Description of the task ▸
In the listing below, find the line containing "Point out every instance of the grapevine". Write out that line and every line after it to the end, exactly and only those.

Point placement records:
┄┄┄┄┄┄┄┄┄┄
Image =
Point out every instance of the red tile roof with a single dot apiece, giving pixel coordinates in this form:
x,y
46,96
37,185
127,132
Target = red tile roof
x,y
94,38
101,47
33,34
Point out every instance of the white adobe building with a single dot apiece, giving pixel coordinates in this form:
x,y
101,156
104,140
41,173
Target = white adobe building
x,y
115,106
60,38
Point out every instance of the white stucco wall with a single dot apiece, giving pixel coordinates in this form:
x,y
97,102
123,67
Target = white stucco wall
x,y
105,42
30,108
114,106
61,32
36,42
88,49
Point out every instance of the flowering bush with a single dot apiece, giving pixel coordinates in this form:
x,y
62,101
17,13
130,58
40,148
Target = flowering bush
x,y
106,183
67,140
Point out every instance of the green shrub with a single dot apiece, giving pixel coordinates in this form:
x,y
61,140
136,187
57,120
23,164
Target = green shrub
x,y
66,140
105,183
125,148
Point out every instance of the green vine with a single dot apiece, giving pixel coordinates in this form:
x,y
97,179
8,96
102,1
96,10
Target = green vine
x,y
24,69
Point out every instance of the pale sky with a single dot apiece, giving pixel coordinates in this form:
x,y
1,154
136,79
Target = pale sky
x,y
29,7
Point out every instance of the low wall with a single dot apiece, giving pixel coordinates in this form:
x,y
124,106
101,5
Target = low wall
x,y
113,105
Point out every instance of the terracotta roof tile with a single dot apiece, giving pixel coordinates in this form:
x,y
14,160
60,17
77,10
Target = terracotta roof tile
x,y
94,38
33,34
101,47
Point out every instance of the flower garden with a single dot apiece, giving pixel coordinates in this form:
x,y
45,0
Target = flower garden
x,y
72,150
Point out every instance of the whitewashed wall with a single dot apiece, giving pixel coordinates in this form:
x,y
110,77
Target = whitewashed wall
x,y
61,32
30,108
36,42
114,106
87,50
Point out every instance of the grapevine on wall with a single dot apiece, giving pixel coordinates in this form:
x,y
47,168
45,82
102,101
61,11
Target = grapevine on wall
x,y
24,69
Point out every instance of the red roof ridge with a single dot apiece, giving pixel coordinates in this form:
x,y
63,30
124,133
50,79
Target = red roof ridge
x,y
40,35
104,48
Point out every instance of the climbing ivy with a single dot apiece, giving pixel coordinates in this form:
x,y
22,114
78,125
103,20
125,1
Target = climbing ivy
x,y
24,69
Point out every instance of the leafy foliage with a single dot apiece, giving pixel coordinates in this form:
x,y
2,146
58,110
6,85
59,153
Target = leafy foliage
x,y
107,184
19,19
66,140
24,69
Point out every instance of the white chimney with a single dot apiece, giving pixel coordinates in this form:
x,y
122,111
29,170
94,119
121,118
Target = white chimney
┄┄┄┄┄┄┄┄┄┄
Exercise solution ▸
Point out every instance of the grapevine on wall with a single dot apiece, giving pixel coordinates in this form:
x,y
47,168
45,82
102,101
61,11
Target = grapevine on wall
x,y
24,69
Point out every instance of the red roof ridge with a single dot apiece, giving pixel coordinates in this form:
x,y
63,30
124,133
50,79
Target = red roof ridge
x,y
40,35
104,48
Point out every instance of the climbing ivy with a single dot apiece, giving pixel coordinates in this form:
x,y
22,114
78,125
103,20
125,1
Target = climbing ivy
x,y
24,69
Point out every instance of the leafy foliage with a single dot apiece, giving pixel coordinates in this form:
x,y
2,146
58,110
6,85
59,153
Target = leafy foliage
x,y
107,184
19,19
66,140
24,69
Point out every instance of the white chimney with a single dot apiece, giving pixel coordinates in this form:
x,y
122,111
29,170
94,119
121,118
Target = white chimney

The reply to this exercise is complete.